BEGIN Record set
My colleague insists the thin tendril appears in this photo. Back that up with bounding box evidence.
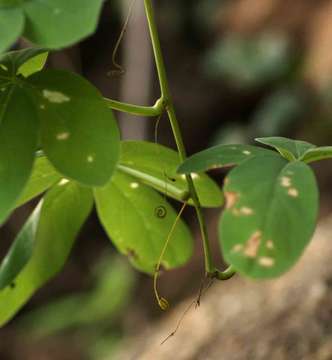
[109,0,137,77]
[154,201,187,310]
[160,275,215,345]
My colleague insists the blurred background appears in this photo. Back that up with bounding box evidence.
[2,0,332,358]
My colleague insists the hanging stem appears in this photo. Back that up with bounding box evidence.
[144,0,232,277]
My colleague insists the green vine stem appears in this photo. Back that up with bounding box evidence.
[143,0,234,279]
[104,97,164,117]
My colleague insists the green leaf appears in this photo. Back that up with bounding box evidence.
[119,141,223,208]
[0,0,104,52]
[178,144,274,174]
[0,8,24,53]
[15,156,61,208]
[219,155,319,278]
[0,180,93,326]
[18,51,48,77]
[0,47,47,75]
[300,146,332,164]
[0,85,38,223]
[27,70,120,186]
[255,137,316,161]
[23,0,104,48]
[94,171,193,274]
[0,201,42,290]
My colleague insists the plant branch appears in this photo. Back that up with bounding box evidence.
[144,0,220,275]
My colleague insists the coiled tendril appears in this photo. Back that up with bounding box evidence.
[155,205,167,218]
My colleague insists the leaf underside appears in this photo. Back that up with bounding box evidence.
[95,171,193,274]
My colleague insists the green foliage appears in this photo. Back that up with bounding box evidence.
[95,171,193,274]
[0,8,24,54]
[255,137,316,161]
[0,0,104,53]
[0,201,42,289]
[16,156,61,207]
[220,156,318,278]
[119,141,223,207]
[0,86,38,224]
[28,70,120,186]
[0,47,47,74]
[0,3,331,329]
[0,49,120,224]
[300,146,332,163]
[179,137,321,279]
[0,181,93,326]
[178,144,274,173]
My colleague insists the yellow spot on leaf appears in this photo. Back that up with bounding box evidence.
[232,244,243,253]
[258,256,275,267]
[243,150,251,155]
[43,89,70,104]
[281,176,291,187]
[56,132,70,141]
[266,240,274,250]
[87,155,95,163]
[288,188,299,197]
[190,173,200,179]
[59,179,69,186]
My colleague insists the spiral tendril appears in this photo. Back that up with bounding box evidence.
[155,205,167,218]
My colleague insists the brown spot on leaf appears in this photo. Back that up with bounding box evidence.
[225,191,239,209]
[126,248,138,260]
[244,231,262,258]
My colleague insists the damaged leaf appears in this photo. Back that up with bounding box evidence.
[219,155,319,278]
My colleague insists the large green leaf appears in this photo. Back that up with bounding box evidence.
[300,146,332,164]
[27,70,120,186]
[0,201,42,289]
[219,155,319,278]
[95,171,193,274]
[15,156,61,208]
[255,137,316,161]
[23,0,104,48]
[119,141,223,208]
[0,180,93,326]
[0,8,24,53]
[178,144,274,174]
[0,0,104,52]
[0,85,38,223]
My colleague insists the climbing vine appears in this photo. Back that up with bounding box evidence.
[0,0,329,326]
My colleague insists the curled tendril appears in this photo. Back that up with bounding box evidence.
[158,297,170,311]
[108,0,136,77]
[155,206,167,218]
[153,202,187,311]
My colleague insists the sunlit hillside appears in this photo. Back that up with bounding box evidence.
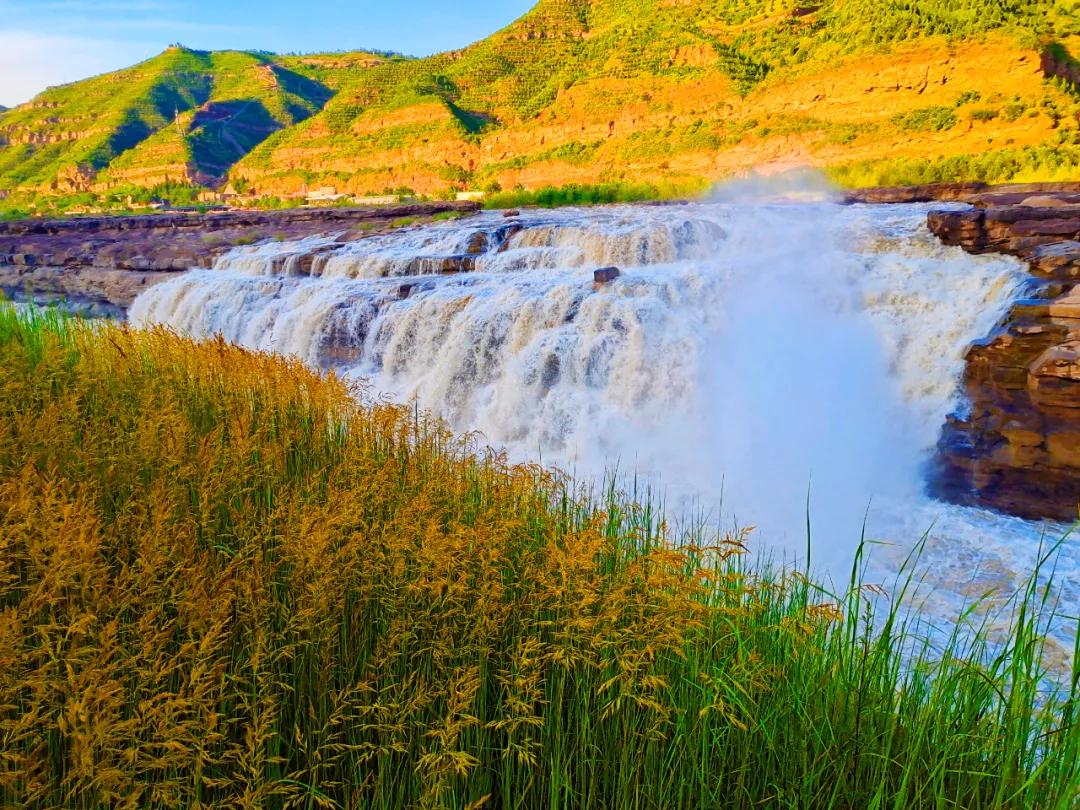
[1,0,1080,207]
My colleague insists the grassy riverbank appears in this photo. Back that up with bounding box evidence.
[0,307,1078,808]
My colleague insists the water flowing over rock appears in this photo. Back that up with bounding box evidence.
[121,198,1080,650]
[130,201,1053,585]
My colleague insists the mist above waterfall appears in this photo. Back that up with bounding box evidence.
[131,196,1046,588]
[690,207,920,572]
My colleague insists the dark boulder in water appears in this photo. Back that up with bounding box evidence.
[594,266,621,286]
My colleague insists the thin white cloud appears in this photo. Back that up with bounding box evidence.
[0,31,158,107]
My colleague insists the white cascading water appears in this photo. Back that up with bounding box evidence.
[130,196,1079,660]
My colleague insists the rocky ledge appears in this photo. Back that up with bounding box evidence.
[927,191,1080,521]
[0,202,479,312]
[842,181,1080,206]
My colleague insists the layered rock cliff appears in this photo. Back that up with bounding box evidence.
[929,193,1080,520]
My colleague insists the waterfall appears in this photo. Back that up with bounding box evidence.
[130,201,1080,648]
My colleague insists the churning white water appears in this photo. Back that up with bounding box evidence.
[130,199,1079,651]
END Record set
For your answer, write out the data exactly and drop every picture.

My colleague insists the thin tendril appears in this photo. Back that up with bounding box evidence.
[109,0,137,77]
[154,201,187,310]
[160,275,215,345]
My colleague insists the blurred background appears in this photo. Back that up with bounding box evidence.
[2,0,332,358]
My colleague insists the hanging stem appears in this photo. Back that up with bounding box evidence.
[144,0,232,277]
My colleague insists the green vine stem appears in this photo. Back that up with bounding box evidence.
[143,0,234,279]
[104,97,164,117]
My colleague insists the green leaf appears in this photo. Back that up with bounding box evidence.
[119,141,223,208]
[0,0,104,52]
[178,144,274,174]
[0,8,24,53]
[15,156,61,208]
[219,155,319,278]
[0,180,93,326]
[18,51,48,77]
[0,47,47,75]
[300,146,332,164]
[0,85,38,223]
[27,70,120,186]
[255,137,316,161]
[23,0,104,48]
[94,171,193,274]
[0,201,42,290]
My colleague insists the plant branch appears in this photo. Back that up with bounding box evidence.
[144,0,220,275]
My colleague insists the coiled tendril appears in this photo. Back that up with bounding box evidence.
[155,205,167,218]
My colleague insists the leaf underside appears in this photo. Back that up with bounding box evidence.
[95,171,193,274]
My colleague insists the green foliage appears in this photo. Back that up with bounding box evidence.
[95,171,193,274]
[0,8,24,54]
[255,137,316,161]
[0,0,104,53]
[0,201,42,289]
[16,156,61,207]
[220,156,318,278]
[119,141,223,207]
[0,86,38,224]
[28,70,120,186]
[0,47,47,74]
[0,3,331,329]
[0,49,120,224]
[300,146,332,163]
[179,137,321,279]
[0,181,93,326]
[178,144,274,173]
My colleague insists the yellow spot on leaf appears in this photo. Back that up with bounding box evidence.
[232,244,243,253]
[258,256,275,267]
[243,150,251,155]
[43,89,70,104]
[281,176,291,187]
[56,132,70,141]
[266,240,274,250]
[87,155,95,163]
[288,188,299,197]
[190,173,200,179]
[59,179,69,186]
My colleague insists the spiral tendril appears in this photo. Back that up with bounding box evidence.
[155,205,167,218]
My colleague insists the brown spot on leaf appears in this photo. Back that up with bounding box evidence.
[225,191,239,209]
[126,248,138,260]
[244,231,262,258]
My colleague insists the damaged leaf appears in this photo. Back that up with bounding box evidence.
[219,155,319,278]
My colleague insists the large green leaf appears in this photo. Back that up with bounding box evidence.
[300,146,332,164]
[27,70,120,186]
[0,201,42,289]
[219,155,319,278]
[95,171,193,274]
[15,156,61,208]
[255,137,316,161]
[23,0,104,48]
[119,141,223,208]
[0,180,93,326]
[0,8,24,53]
[178,144,274,174]
[0,0,104,52]
[0,85,38,223]
My colleague insists the climbing vine appears in this photo. Back that up with bounding box evidence.
[0,0,329,326]
My colleague insists the curled tendril appears in this photo. Back that up with bounding box evidence.
[158,297,170,311]
[108,0,136,77]
[155,206,167,218]
[153,202,187,311]
My colleague insists the sunlit hillside appears in this photo. Back that up with bounding box evidence.
[1,0,1080,207]
My colleague insists the grassy riverbank appears in this photo. Back that up with bounding box evidence.
[0,307,1078,808]
My colleague insists the water flowing over rock appears in this photo. Back that up with bounding box evidence.
[121,198,1080,650]
[130,201,1053,585]
My colleague insists the mist above waterfall appears in this photo. Back that up with bounding box evidence.
[131,196,1046,588]
[690,207,920,572]
My colleague insists the dark boulder in water appears in this photo. Back that up with bounding box evidence.
[594,266,621,286]
My colleague insists the thin white cloud appears in this photo. Back that up with bounding box evidence.
[0,31,158,107]
My colleague insists the white cascading water appears in this photo. Back that up with bounding box evidence.
[130,196,1079,660]
My colleague insists the rocky ledge appears in this photo. Back that up with bounding box evidence.
[927,191,1080,521]
[0,202,479,312]
[842,181,1080,206]
My colleague insists the layered rock cliff appears in this photo. Back that up with bounding box evidence.
[929,193,1080,520]
My colleague insists the waterfall appears in this photo. Back that up with bounding box evidence.
[130,201,1080,648]
My colleague insists the churning white water appears in this photo. Back that up with bounding box evidence.
[130,199,1079,651]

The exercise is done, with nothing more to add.